-------- Selected excerpt --------

|
||
Department of Biology, 607 Fordham Hall, University of North Carolina, Chapel Hill, North Carolina 27599-3280
We have discovered several novel features
exhibited by microtubules (MTs) in migrating newt
lung epithelial cells by time-lapse imaging of fluorescently labeled, microinjected tubulin. These cells exhibit leading edge ruffling and retrograde flow in the lamella and lamellipodia. The plus ends of lamella MTs
persist in growth perpendicular to the leading edge until they reach the base of the lamellipodium, where they
oscillate between short phases of growth and shortening. Occasionally "pioneering" MTs grow into the
lamellipodium, where microtubule bending and reorientation parallel to the leading edge is associated with
retrograde flow. MTs parallel to the leading edge exhibit significantly different dynamics from MTs perpendicular to the cell edge. Both parallel MTs and photoactivated fluorescent marks on perpendicular MTs move
rearward at the 0.4 µm/min rate of retrograde flow in
the lamella. MT rearward transport persists when MT
dynamic instability is inhibited by 100-nM nocodazole
but is blocked by inhibition of actomyosin by cytochalasin D or 2,3-butanedione-2-monoxime. Rearward flow
appears to cause MT buckling and breaking in the lamella. 80% of free minus ends produced by breakage
are stable; the others shorten and pause, leading to MT
treadmilling. Free minus ends of unknown origin also
depolymerize into the field of view at the lamella. Analysis of MT dynamics at the centrosome shows that
these minus ends do not arise by centrosomal ejection and that ~80% of the MTs in the lamella are not centrosome bound. We propose that actomyosin-based retrograde flow of MTs causes MT breakage, forming
quasi-stable noncentrosomal MTs whose turnover is
regulated primarily at their minus ends.

-------- Extracted records --------

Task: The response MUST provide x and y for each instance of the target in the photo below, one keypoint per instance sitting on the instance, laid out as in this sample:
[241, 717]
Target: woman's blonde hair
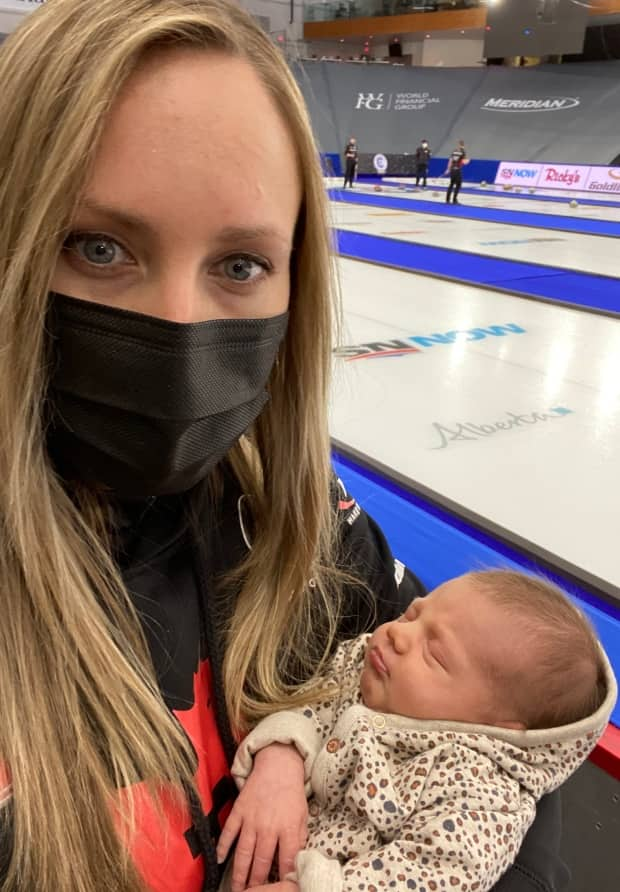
[81, 713]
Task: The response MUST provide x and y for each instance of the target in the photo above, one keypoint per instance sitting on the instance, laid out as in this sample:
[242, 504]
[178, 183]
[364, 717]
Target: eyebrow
[228, 234]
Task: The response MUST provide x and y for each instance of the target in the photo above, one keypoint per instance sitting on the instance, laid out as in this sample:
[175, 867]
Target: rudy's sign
[578, 177]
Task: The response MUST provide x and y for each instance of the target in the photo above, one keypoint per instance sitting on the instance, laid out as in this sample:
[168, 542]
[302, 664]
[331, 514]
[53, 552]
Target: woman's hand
[270, 812]
[283, 886]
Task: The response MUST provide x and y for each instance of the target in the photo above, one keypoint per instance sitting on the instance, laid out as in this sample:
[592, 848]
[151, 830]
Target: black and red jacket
[171, 553]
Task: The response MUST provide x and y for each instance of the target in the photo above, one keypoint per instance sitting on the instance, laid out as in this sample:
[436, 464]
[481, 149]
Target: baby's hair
[560, 677]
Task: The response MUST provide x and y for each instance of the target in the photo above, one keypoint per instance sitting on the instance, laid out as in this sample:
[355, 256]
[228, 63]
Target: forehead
[473, 614]
[197, 133]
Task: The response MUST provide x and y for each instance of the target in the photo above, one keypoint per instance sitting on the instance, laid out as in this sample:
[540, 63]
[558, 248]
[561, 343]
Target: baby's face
[432, 663]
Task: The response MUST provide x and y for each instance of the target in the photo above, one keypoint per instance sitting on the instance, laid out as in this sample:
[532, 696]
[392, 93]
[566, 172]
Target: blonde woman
[175, 559]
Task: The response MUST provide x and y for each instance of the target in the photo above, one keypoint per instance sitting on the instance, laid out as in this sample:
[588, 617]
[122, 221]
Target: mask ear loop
[244, 532]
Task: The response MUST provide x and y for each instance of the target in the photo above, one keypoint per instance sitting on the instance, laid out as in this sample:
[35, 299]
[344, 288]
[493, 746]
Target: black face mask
[148, 407]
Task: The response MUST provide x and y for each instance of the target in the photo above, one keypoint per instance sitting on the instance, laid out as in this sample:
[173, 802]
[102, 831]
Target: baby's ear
[513, 726]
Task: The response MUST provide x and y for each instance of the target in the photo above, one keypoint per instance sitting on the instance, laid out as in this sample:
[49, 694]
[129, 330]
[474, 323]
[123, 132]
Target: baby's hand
[271, 812]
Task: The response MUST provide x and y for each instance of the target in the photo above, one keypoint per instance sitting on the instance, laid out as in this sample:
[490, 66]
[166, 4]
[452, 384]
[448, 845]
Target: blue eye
[244, 269]
[96, 249]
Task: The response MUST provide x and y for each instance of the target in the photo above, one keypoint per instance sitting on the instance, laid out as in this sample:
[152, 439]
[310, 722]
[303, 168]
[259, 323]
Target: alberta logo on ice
[419, 343]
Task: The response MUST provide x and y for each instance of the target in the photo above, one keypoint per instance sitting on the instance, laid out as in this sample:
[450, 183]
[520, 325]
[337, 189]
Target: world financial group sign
[411, 101]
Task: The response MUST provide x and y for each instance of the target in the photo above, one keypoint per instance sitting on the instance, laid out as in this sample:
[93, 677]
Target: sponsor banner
[576, 177]
[395, 101]
[564, 176]
[545, 104]
[380, 163]
[514, 172]
[604, 180]
[23, 6]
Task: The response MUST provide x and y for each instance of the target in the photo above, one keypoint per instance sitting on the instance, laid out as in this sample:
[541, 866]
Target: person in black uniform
[456, 161]
[422, 160]
[350, 162]
[176, 558]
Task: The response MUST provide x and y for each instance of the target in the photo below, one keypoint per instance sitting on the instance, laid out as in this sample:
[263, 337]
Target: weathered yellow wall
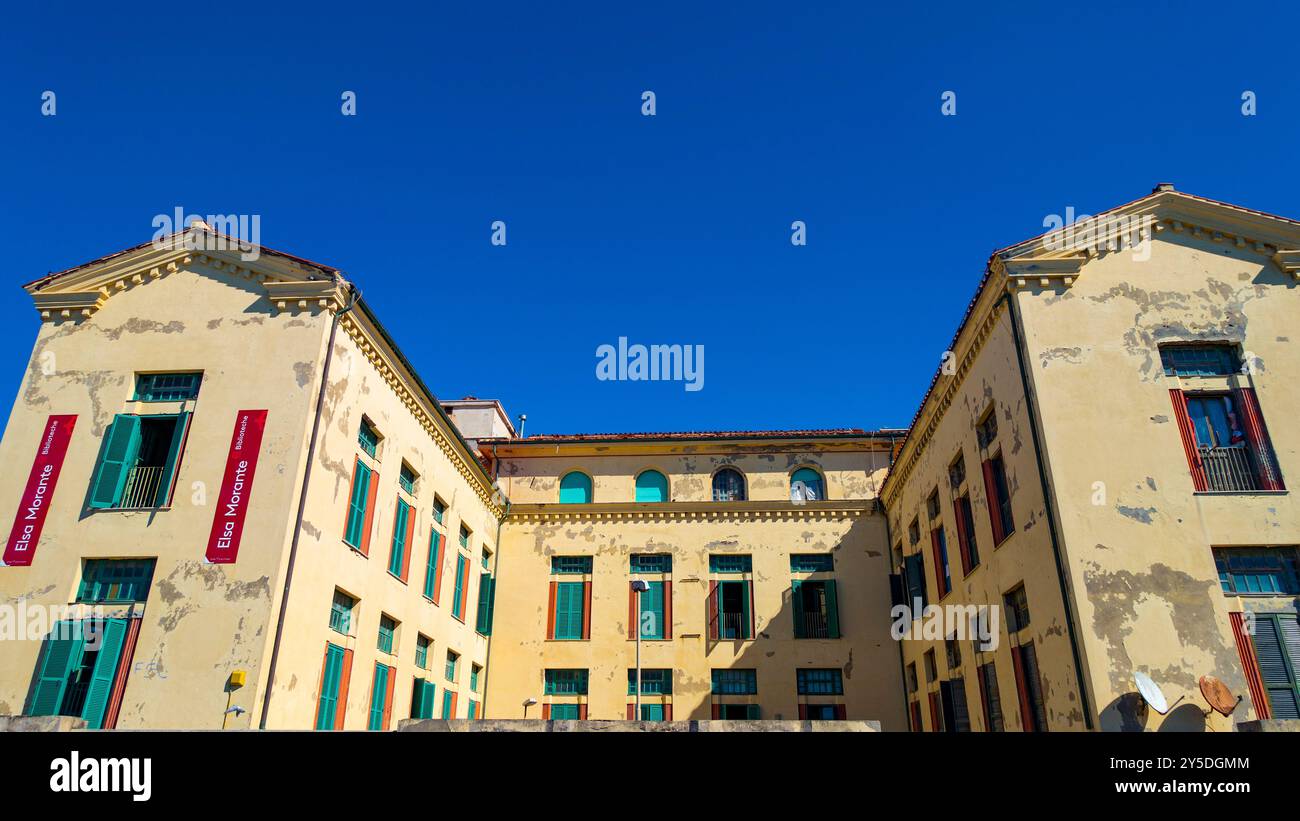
[844, 526]
[1140, 560]
[202, 621]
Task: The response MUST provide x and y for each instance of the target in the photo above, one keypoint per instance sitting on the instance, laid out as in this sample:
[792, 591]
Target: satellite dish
[1218, 696]
[1151, 693]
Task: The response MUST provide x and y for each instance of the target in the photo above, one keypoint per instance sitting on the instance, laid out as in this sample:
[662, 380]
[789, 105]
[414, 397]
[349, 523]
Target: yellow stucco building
[308, 538]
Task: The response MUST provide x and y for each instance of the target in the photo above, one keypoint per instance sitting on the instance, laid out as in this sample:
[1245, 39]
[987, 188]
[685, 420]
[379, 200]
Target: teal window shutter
[61, 654]
[832, 609]
[105, 670]
[329, 687]
[173, 460]
[356, 505]
[797, 608]
[121, 447]
[378, 691]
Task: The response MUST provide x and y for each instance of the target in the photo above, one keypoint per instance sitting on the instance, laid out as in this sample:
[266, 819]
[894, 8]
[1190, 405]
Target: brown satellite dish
[1217, 695]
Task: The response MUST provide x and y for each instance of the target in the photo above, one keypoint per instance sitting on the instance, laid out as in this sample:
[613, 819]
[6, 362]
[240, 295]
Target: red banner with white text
[235, 487]
[34, 504]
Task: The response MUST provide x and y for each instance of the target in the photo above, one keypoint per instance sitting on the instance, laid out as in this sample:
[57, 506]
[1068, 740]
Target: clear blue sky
[667, 229]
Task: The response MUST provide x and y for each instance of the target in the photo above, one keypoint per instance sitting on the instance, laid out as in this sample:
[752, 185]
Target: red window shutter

--------

◆ Exercise goal: Condense the paragraph of the abstract that begins "We have discovered several novel features" into a bulleted list that keeps its main findings. Work only from the abstract itself.

◆ Task answer:
- Time-lapse imaging of fluorescently labeled, microinjected tubulin in migrating newt lung epithelial cells revealed several novel microtubule (MT) features. These cells show leading-edge ruffling and retrograde flow in the lamella and lamellipodia.
- Plus ends of lamella MTs grow perpendicular to the leading edge until they reach the base of the lamellipodium. There they oscillate between short phases of growth and shortening.
- Occasional "pioneering" MTs grow into the lamellipodium. There, bending and reorientation parallel to the leading edge accompany retrograde flow.
- Parallel MTs show significantly different dynamics from perpendicular ones.
- Parallel MTs and photoactivated marks on perpendicular MTs move rearward at the 0.4 µm/min retrograde flow rate.
- This transport persists when dynamic instability is inhibited by 100-nM nocodazole. It is blocked when actomyosin is inhibited by cytochalasin D or 2,3-butanedione-2-monoxime.
- Rearward flow appears to cause MT buckling and breaking in the lamella. Of the free minus ends produced by breakage, 80% are stable; the rest shorten and pause, leading to treadmilling.
- Free minus ends of unknown origin also depolymerize into view at the lamella. They do not arise by centrosomal ejection, and about 80% of lamella MTs are not centrosome bound.
- The authors propose that actomyosin-based retrograde flow breaks MTs. This would form quasi-stable noncentrosomal MTs whose turnover is regulated mainly at their minus ends.